__Selected extract__
Throwaway joke detector a bit wonky today, Steve?
Temporary homosexuality as birth control?
As ever, the Victorians were there first with “unspoken rules” at boarding schools.
Matthew – Many a true word spoken in jest.
LY – You? In an all girls college? At 3am? With your reputation?
Steve, LY is a septic. He won’t get the reference.
Henry – YES HE WILL.
Steve It was my reputation that got me invited back. Those were the days.
Henry I hope you meant skeptic. My mind went to the Animal House ladder scene and is now stuck. If that isn’t the right one then sorry.
ML
Clearly, your humour by-pass was a complete success!
Safety Notice: LY is using the MLiaC version of the scale calibrated to US beer serving sizes and alcohol (lack of) content. Europeans used to the SA calibration (also known as the Budvar scale in hono_u_r of their trademark case) will note the danger in even approaching a 12-Pinter.
Note that the “Paper Bag” scale is, while less scientifically reliable, logarithmic in effect therefore remains useable at exceptional levels of (male and female) ugliness.
@LY,
“Septic” is trading floor cockney rhyming slang.
“Septic Tank” = “Yank”
I think it’s only teh gheys that are born that way. At least according to Feminism (to be fair, some strands, not all), lesbianism is a political choice. As Sheila Jeffries put it, a lesbian is not a woman who fucks women, it’s a woman who does not fuck men.
Unkind persons might suggest that this kind of lesbian is actually a phallophobic heterosexual, but far be it from me to cast such aspersions.
Steve, classic
https://www.youtube.com/watch?v=8Z4bTOxYYGY
Extended Paper Bag Scale (EPBS), in ascending order of awfulness:
One Bagger: she has to wear a bag over her head before you can shag her
Two Bagger: you have to wear a bag over your head as well to guard against the unfortunate possibility of her’s bursting
Crocadillyhorrendapig: Can only be shagged with the light off and while inebriated to the point of recklessness
One-armer: if you wake up in the morning with your arm round her, you gnaw it off instead of waking her up
Two-armer: if you wake up in the morning with your arm round her, you gnaw it off instead of waking her up, and then you gnaw the other arm off as well, to stop you doing anything so fucking stupid ever again.
We had the choice of French, Spanish, or Latin in school. Cockney was not an option.
LY,
Not English? That seems an obvious omission.
BiCR, you forgot the three-bagger: one for her, one for you in case her’s falls off, and one for your dog so he’ll still respect you in the morning.
“How much of feminism is just a strategy for spiky haired fat women to increase their chances of snogging confused young student lasses?”
Hmm, an option. Spiky hair is easy, the fat bit…well, yes (a bit), just the ‘woman’ part to pull off.
Looks like she’s read the Forever War, and found some things to her liking there….
Actually, it looks like she’s had a head-on collision with a Max Factor truck.

__Record set__
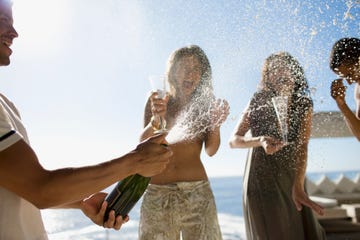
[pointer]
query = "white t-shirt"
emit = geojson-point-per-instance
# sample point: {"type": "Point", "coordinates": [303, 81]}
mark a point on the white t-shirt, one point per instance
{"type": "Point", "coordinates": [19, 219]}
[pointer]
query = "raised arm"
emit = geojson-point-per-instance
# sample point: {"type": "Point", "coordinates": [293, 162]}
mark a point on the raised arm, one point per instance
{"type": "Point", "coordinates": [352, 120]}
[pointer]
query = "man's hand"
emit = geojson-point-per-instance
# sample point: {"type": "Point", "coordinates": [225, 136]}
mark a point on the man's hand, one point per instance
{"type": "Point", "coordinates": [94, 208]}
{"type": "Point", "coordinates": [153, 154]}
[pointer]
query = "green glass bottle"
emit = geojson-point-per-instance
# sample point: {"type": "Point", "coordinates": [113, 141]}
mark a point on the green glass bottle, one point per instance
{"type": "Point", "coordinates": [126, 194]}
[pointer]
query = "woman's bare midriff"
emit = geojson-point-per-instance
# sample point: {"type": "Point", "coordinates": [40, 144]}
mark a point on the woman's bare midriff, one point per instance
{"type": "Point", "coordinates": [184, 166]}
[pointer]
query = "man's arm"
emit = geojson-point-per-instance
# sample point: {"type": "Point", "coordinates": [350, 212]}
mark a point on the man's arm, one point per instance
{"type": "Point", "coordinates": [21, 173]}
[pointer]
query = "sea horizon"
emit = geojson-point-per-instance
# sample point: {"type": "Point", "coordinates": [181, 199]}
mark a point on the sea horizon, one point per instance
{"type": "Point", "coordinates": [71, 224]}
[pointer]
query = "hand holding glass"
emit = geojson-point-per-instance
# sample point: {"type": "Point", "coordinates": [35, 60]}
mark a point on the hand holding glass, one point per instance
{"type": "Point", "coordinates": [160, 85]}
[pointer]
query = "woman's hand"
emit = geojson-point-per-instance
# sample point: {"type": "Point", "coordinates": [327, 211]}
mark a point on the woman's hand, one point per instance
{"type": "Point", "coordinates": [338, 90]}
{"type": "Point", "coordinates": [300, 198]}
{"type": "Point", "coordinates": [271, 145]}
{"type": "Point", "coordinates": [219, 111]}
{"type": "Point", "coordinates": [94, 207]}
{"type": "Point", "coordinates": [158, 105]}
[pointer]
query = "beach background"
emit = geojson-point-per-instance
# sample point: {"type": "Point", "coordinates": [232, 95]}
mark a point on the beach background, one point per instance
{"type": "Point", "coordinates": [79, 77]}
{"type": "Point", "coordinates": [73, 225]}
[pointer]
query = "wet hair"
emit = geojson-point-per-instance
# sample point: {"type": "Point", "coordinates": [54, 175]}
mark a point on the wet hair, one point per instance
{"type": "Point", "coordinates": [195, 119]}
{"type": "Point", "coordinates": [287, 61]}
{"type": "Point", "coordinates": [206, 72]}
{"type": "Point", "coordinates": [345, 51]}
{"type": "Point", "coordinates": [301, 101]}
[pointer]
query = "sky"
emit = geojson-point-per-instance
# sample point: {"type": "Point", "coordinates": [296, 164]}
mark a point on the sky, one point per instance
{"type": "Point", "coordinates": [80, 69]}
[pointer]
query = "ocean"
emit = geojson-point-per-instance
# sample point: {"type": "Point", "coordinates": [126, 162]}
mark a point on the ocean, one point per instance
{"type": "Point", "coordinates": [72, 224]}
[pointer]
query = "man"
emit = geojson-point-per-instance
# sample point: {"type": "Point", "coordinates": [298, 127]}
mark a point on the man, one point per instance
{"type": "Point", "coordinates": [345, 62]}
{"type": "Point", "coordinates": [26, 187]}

__What you will do__
**1)** In the comment thread, what word does "Septic Tank" rhyme for in cockney rhyming slang?
**2)** Name every language that a commenter in the comment thread says was offered as a choice at school.
**3)** Please copy the comment thread word for word, starting at "Henry – YES" and ending at "a complete success!".

__Answers for the exercise__
**1)** "Yank"

**2)** French, Spanish, Latin

**3)**
Henry – YES HE WILL.
Steve It was my reputation that got me invited back. Those were the days.
Henry I hope you meant skeptic. My mind went to the Animal House ladder scene and is now stuck. If that isn’t the right one then sorry.
ML
Clearly, your humour by-pass was a complete success!